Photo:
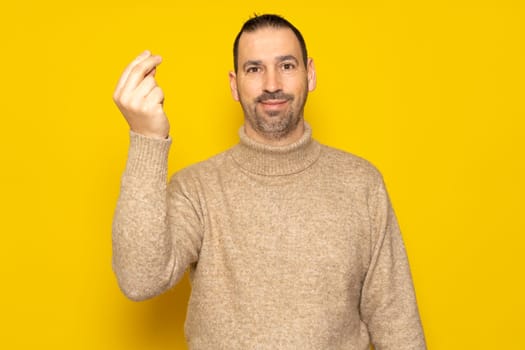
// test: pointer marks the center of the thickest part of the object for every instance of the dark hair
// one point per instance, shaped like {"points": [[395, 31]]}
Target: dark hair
{"points": [[264, 21]]}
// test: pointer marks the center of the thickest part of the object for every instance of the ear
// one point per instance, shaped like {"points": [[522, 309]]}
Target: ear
{"points": [[233, 85], [310, 71]]}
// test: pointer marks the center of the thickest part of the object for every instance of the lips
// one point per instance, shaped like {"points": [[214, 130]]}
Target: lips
{"points": [[274, 102]]}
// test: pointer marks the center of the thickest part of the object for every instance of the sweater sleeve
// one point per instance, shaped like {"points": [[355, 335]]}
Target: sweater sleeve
{"points": [[150, 253], [388, 302]]}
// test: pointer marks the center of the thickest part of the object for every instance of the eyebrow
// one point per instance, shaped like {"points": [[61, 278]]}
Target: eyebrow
{"points": [[278, 59], [287, 58], [251, 63]]}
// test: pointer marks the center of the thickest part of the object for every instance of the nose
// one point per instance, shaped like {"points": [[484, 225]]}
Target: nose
{"points": [[272, 81]]}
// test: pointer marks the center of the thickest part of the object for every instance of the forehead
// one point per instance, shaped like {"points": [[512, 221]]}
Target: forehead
{"points": [[268, 43]]}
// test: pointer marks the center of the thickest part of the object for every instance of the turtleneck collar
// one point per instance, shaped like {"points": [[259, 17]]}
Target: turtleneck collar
{"points": [[269, 160]]}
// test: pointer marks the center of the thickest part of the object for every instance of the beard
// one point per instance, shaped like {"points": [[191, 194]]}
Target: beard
{"points": [[274, 125]]}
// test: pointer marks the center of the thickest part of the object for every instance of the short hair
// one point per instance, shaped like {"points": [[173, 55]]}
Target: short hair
{"points": [[265, 21]]}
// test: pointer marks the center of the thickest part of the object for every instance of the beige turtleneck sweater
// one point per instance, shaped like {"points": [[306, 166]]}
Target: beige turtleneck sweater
{"points": [[293, 247]]}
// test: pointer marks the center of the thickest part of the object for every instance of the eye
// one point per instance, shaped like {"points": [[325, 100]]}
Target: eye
{"points": [[287, 66]]}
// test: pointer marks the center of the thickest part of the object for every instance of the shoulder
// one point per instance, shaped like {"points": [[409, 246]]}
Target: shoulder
{"points": [[205, 169], [349, 166]]}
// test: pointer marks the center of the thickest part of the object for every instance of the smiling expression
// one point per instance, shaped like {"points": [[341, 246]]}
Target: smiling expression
{"points": [[272, 84]]}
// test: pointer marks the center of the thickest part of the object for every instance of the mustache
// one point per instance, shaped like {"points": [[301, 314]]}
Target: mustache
{"points": [[278, 95]]}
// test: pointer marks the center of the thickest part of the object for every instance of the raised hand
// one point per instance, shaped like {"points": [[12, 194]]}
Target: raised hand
{"points": [[140, 99]]}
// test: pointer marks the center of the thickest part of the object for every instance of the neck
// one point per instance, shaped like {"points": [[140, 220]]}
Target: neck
{"points": [[264, 159], [290, 138]]}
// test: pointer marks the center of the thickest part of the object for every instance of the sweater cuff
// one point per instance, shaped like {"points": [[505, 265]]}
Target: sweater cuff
{"points": [[148, 157]]}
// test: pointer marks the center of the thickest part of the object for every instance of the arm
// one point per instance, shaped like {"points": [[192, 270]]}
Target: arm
{"points": [[155, 227], [388, 302]]}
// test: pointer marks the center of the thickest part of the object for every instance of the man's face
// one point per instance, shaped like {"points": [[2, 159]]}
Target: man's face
{"points": [[271, 81]]}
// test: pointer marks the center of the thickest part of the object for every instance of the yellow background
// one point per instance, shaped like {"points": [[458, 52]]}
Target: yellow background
{"points": [[432, 92]]}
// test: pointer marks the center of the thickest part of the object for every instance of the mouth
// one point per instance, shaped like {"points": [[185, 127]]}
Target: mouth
{"points": [[274, 102]]}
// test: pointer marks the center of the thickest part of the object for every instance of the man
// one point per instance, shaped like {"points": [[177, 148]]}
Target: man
{"points": [[290, 244]]}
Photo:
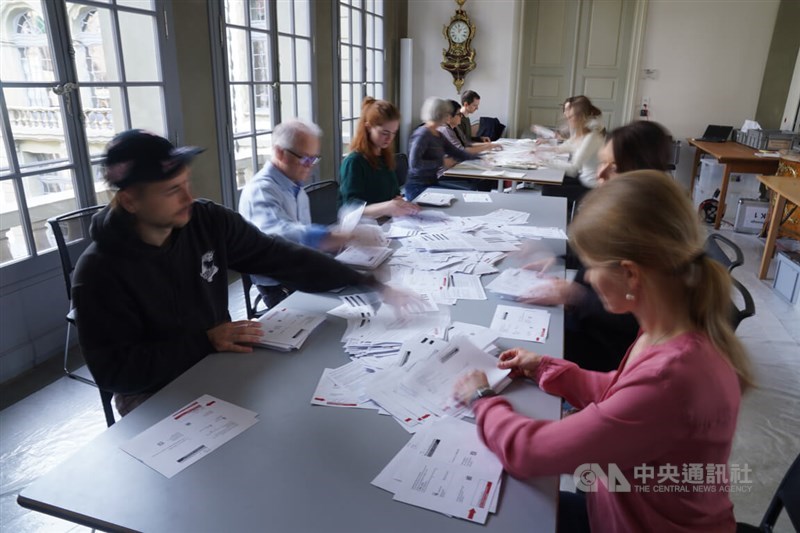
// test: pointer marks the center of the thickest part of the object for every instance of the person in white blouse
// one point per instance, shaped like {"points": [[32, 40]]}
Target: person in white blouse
{"points": [[587, 136]]}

________________________

## WORK TO COMPLETE
Turn all of the entries above into a numbered list of their lines, leaving out any blank lines and the pictures.

## OUTPUT FOR THIS EXERCISE
1. Photo:
2. // test: pointer marks the center of the thickest part of the object for every instance of the dark hair
3. // one point per instance, shaped like {"points": [[395, 31]]}
4. Target: dark hair
5. {"points": [[264, 21]]}
6. // test: pointer marks the center of the thickest part of the object for every instance of the ear
7. // one point per instance, shaped like {"points": [[522, 309]]}
8. Target: ear
9. {"points": [[233, 85], [310, 71]]}
10. // test: pointer marks the center of the thickest part of the object for every instance of the lips
11. // one point per instance, shaped like {"points": [[214, 130]]}
12. Target: lips
13. {"points": [[274, 102]]}
14. // test: pointer marks the center of the thickest part of the object for every instance of the sweater sleeve
15. // one point per instance, shaped like {"points": [[355, 335]]}
16. Target: sweater sleeve
17. {"points": [[150, 253], [388, 302]]}
18. // test: pointer marks the center of the thickest part of the object for every instance of the eyebrow
19. // one point per instance, shaped like {"points": [[61, 278]]}
20. Target: eyebrow
21. {"points": [[278, 59], [287, 58], [251, 63]]}
22. // test: pointer marks the center of the thickest part of the object for every instance of the nose
23. // one point per instance, shaped like {"points": [[484, 225]]}
24. Target: nose
25. {"points": [[272, 81]]}
26. // test: pointer marks the center of the thickest part of the object for every instance of the forehead
27. // one point per instance, shaped like {"points": [[512, 221]]}
28. Target: forehead
29. {"points": [[268, 43]]}
30. // test: pointer marks the center of the thickest part of the object for every instance of the turtleneck collar
31. // one point per instance, shaped like {"points": [[259, 17]]}
32. Target: turtleneck collar
33. {"points": [[269, 160]]}
34. // test: pointer marks the center of the thickest part of the object for every instance of the beard
35. // one point per instance, shaped like {"points": [[191, 194]]}
36. Target: beard
37. {"points": [[274, 125]]}
38. // test: pointer marks the center of the thickest part of the object for every instance of the short hair
39. // one point per instance, shaped like {"points": [[173, 55]]}
40. Target: short hair
41. {"points": [[265, 21]]}
42. // test: pointer marks the center of the thickest part of the object for every instance of the beige turtleneck sweater
43. // one point per instance, shaped like {"points": [[306, 166]]}
44. Target: beige turtleneck sweater
45. {"points": [[293, 247]]}
46. // test: pointer marks the center of the thickest part of the object for every instance of the eye
47. // one point per instance, shaped like {"points": [[325, 100]]}
48. Target: eye
49. {"points": [[287, 66]]}
50. // test: pointer marks the center of the thickest part of the object for every instance of the shoulder
51. // one point per instance, shaped like {"points": [[409, 246]]}
52. Target: shoulder
53. {"points": [[205, 169], [349, 166]]}
54. // test: pointer marks the center of the thickest part of the object for every instance of the smiling expression
55. // one point per instance, shaped like {"points": [[341, 246]]}
56. Target: smiling expression
57. {"points": [[272, 84]]}
58. // test: pointer marks the center of the thickest part of the object for every instance of the mustache
59. // one point per instance, shaped like {"points": [[301, 314]]}
60. Target: mustache
61. {"points": [[278, 95]]}
62. // test: pointer marks the center of the thickest part of the object for every instance of the raised hand
63. // one point per instance, shaped like {"points": [[12, 194]]}
64. Target: raised hand
65. {"points": [[140, 99]]}
66. // test: pointer marks the center of the thickest part of the object for every instance of the neck
67. // one point per instance, shaped like {"points": [[140, 220]]}
68. Target: neck
69. {"points": [[264, 159], [290, 138]]}
70. // test: pointer marks the center of the thickest part of the object for every instance of the sweater cuff
71. // one point per instance, shaped like {"points": [[505, 265]]}
72. Target: sweater cuff
73. {"points": [[148, 157]]}
74. // test: pointer marks the center of the thickest part of the object for every instance of the arm
75. // one point per instance, shaped like {"points": [[192, 270]]}
76. Target: arm
77. {"points": [[155, 227], [388, 302]]}
78. // test: pointer marks the center of the thickest part of the object for every instance of the man's face
79. // one point per instance, shaped like {"points": [[2, 159]]}
80. Target: man's face
81. {"points": [[271, 81]]}
82. // test: pointer marks the center of the thickest part of the object for every instance of the yellow background
83. // one point per instance, shaped like {"points": [[458, 52]]}
84. Target: yellow background
85. {"points": [[432, 92]]}
86. // test: pointer marks the center of the thickest part of the object for every instance of the mouth
87. // one point per instance, shaped like {"points": [[185, 127]]}
88. Target: mouth
89. {"points": [[274, 102]]}
90. // test: pointer marks the center of the thickest part of the object for every instance of the man
91. // one point per instance, shaped like {"points": [[177, 148]]}
92. Target: man
93. {"points": [[290, 244]]}
94. Photo:
95. // test: pointer marks the center of the thickest part of the object for every instance of the person in white blouse
96. // one point per instance, shaped like {"points": [[32, 40]]}
97. Target: person in white blouse
98. {"points": [[587, 136]]}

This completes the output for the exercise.